__課題 1__
エントリのうち、「distant mountain range?」を含む行から始まり「POLYGON ((1012 265, 949」を含む行で終わる部分を、空行を除き、「番号」列に通し番号、「内容」列に各行を入れたMarkdownの表に書き直してください。対象はこの範囲の行のみとします。

__記事__
----------

ちなみに、駐車場は以下の条件を満たしている必要があります。
駐車場の条件
- 自宅から駐車場までの直線距離が2km以内であること
- 車全体が問題なく収容できること
- 道路からの出入りが支障なく行えること
- 駐車場として法律で認められている場所
これらの条件を満たしていなければ、車庫証明は取得できません。ただ、一般的な駐車場であれば、よほど問題ないと思います。
駐車場が見つかったら、そこの管理会社または大家さんと契約を交わします。その際、次の書類を用意してくれることがあります。
- 駐車場の使用承諾証明書
- 駐車場の配置図
これらは、車庫証明を取得するときに必要な書類です。あとから用意することもできますが、管理会社または大家さんがすでに用意している場合は、契約のときにもらっておきましょう。
2.警察署で必要書類をもらう
ここからは、引越し後に行うことです。
まずは、車庫証明の申請書類を警察署へ取りに行きます。そのときにもらえる書類は、以下のとおりです。
警察署でもらう書類
- 自動車保管場所証明申請書(保管場所標章交付申請書)
- 保管場所使用承諾証明書
- 保管場所使用権原疎明書面
- 保管場所の所在図・配置図
書類作成には少し手間がかかるため、その場で提出せずに一度持って帰りましょう。
なお、これらの書類を都道府県の警察署ホームページからダウンロードして印刷することもできます。ただし、これらの中には複写式になっているものがあるため、印刷した場合はすべて手書きになります。

----------

__提供エントリ__
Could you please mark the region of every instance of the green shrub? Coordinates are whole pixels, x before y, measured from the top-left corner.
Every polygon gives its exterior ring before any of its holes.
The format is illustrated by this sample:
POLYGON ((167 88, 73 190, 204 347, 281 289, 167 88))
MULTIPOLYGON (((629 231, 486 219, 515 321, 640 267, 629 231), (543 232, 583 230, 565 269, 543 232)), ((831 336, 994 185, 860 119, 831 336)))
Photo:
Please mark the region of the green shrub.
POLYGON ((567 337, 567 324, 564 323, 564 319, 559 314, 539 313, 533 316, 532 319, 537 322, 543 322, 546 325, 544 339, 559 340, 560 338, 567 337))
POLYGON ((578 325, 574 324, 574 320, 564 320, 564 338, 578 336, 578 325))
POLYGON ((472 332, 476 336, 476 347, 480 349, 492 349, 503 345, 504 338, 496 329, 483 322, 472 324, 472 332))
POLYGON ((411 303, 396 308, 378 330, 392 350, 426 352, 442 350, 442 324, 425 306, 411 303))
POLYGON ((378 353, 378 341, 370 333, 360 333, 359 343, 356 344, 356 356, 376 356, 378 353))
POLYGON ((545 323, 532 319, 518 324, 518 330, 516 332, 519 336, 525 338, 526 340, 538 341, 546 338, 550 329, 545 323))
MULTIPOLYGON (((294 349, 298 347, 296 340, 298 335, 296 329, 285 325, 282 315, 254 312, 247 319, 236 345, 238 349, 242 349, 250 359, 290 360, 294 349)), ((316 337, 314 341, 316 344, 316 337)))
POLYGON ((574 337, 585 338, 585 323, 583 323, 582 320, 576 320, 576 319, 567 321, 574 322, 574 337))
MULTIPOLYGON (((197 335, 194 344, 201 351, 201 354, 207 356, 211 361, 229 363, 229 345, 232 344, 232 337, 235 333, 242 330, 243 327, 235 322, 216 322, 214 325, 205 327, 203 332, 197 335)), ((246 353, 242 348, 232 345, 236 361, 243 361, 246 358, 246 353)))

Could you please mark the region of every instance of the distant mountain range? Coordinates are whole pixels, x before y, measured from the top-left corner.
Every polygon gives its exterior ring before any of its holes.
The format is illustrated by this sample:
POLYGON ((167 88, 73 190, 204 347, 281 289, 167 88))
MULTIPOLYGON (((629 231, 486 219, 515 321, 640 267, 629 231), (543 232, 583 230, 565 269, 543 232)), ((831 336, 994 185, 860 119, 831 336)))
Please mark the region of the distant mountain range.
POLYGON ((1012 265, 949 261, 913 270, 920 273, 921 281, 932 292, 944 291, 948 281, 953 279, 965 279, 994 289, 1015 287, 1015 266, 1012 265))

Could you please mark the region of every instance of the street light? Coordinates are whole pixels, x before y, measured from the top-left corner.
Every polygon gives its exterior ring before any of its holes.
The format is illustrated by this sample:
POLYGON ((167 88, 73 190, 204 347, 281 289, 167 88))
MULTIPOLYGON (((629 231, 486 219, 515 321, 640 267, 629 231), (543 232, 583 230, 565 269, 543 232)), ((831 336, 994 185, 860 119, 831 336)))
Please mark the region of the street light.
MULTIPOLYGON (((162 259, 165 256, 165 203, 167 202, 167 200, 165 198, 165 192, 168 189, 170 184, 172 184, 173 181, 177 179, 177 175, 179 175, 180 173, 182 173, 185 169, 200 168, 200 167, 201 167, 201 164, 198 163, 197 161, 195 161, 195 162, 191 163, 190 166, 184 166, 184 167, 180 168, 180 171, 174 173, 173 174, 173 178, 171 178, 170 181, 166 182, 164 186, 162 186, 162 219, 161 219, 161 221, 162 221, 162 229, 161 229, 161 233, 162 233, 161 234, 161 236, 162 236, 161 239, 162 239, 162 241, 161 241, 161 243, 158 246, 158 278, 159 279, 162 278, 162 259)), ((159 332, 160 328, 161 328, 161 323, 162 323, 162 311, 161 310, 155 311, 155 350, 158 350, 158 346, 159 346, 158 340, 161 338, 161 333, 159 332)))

----------

__課題 2__
記事では、書類を警察署のホームページから印刷した場合にすべて手書きになるとされていますが、その理由を1～3文で説明してください。

__解答例 1__
| 番号 | 内容 |
|---|---|
| 1 | Could you please mark the region of every instance of the distant mountain range? Coordinates are whole pixels, x before y, measured from the top-left corner. |
| 2 | Every polygon gives its exterior ring before any of its holes. |
| 3 | The format is illustrated by this sample: |
| 4 | POLYGON ((167 88, 73 190, 204 347, 281 289, 167 88)) |
| 5 | MULTIPOLYGON (((629 231, 486 219, 515 321, 640 267, 629 231), (543 232, 583 230, 565 269, 543 232)), ((831 336, 994 185, 860 119, 831 336))) |
| 6 | Please mark the region of the distant mountain range. |
| 7 | POLYGON ((1012 265, 949 261, 913 270, 920 273, 921 281, 932 292, 944 291, 948 281, 953 279, 965 279, 994 289, 1015 287, 1015 266, 1012 265)) |

__解答例 2__
これらの書類の中には複写式になっているものがあるためです。そのため、印刷した場合はすべて手書きで記入することになります。